__YOUR INSTRUCTIONS__
Begin at the line that has "Target: man standing" and stop after the last of the entries. Write those entries as a two-column CSV with the header text,answer, one row per entry. Each field goes in double quotes, with line breaks replaced by spaces.
##### DATASET EXCERPTS
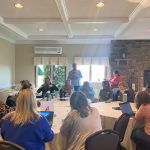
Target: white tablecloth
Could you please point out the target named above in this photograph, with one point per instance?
(108, 116)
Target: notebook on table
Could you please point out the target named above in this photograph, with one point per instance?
(48, 115)
(126, 108)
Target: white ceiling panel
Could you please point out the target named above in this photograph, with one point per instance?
(88, 9)
(73, 20)
(95, 29)
(49, 28)
(31, 9)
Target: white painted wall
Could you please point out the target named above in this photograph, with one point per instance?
(7, 64)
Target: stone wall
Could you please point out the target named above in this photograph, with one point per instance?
(131, 58)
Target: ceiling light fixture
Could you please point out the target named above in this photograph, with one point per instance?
(100, 4)
(18, 5)
(95, 29)
(134, 1)
(41, 29)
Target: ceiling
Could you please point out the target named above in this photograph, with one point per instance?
(73, 21)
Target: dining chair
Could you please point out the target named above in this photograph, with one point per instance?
(102, 140)
(120, 126)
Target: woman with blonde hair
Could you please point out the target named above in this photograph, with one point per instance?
(81, 122)
(141, 136)
(123, 89)
(25, 126)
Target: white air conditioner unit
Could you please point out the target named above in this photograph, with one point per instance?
(48, 50)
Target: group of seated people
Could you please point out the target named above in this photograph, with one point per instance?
(27, 128)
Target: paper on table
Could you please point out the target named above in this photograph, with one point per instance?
(47, 105)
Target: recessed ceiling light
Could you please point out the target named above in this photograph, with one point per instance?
(41, 29)
(100, 4)
(95, 29)
(134, 1)
(18, 5)
(148, 29)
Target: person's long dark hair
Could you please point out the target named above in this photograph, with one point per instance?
(142, 98)
(78, 101)
(116, 72)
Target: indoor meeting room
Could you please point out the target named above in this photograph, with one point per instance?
(74, 74)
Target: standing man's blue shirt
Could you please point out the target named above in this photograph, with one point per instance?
(31, 136)
(75, 76)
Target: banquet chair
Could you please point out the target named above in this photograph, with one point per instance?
(102, 140)
(120, 126)
(6, 145)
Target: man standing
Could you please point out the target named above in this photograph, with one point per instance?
(74, 76)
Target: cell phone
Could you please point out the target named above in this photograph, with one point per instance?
(116, 108)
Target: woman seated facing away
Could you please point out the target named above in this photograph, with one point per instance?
(147, 89)
(47, 86)
(105, 93)
(123, 90)
(25, 126)
(81, 122)
(65, 90)
(141, 136)
(88, 91)
(11, 100)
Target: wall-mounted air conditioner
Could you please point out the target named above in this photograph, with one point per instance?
(48, 50)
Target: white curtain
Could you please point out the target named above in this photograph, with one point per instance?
(54, 60)
(78, 60)
(46, 61)
(63, 61)
(37, 60)
(51, 61)
(86, 60)
(94, 61)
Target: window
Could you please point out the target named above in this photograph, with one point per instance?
(57, 74)
(97, 73)
(92, 73)
(85, 69)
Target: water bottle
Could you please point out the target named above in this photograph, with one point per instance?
(48, 96)
(124, 97)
##########
__TASK RESULT__
text,answer
"Target: man standing Could you please point out the target named above in this photograph, with one point per instance?","(74, 76)"
"Target: cell phone Could you please point out the target named above in this photograph, with one point per instance?","(116, 108)"
"Target: woman seated facing away Could you please point out the target named above in this photograph, with one point per instance?","(147, 89) (47, 86) (105, 93) (123, 90) (25, 126) (81, 122) (65, 90) (141, 136) (88, 91) (11, 100)"
"Target: wall-mounted air conditioner Could you please point out the target named above in this photograph, with one point per instance?","(48, 50)"
"Target: white curtain Could you please point out the target named above in this photograph, with one point per instance?","(54, 60) (78, 60) (46, 61) (63, 61) (37, 60) (51, 61) (86, 60) (94, 61)"
"Target: window Could you please point out the target named above in this photograph, with one point per instance?","(57, 74) (97, 73) (92, 73) (85, 69)"
"Target: water bottle Could you please point out the target named above in this photograph, with one point per instance?","(48, 96) (124, 97)"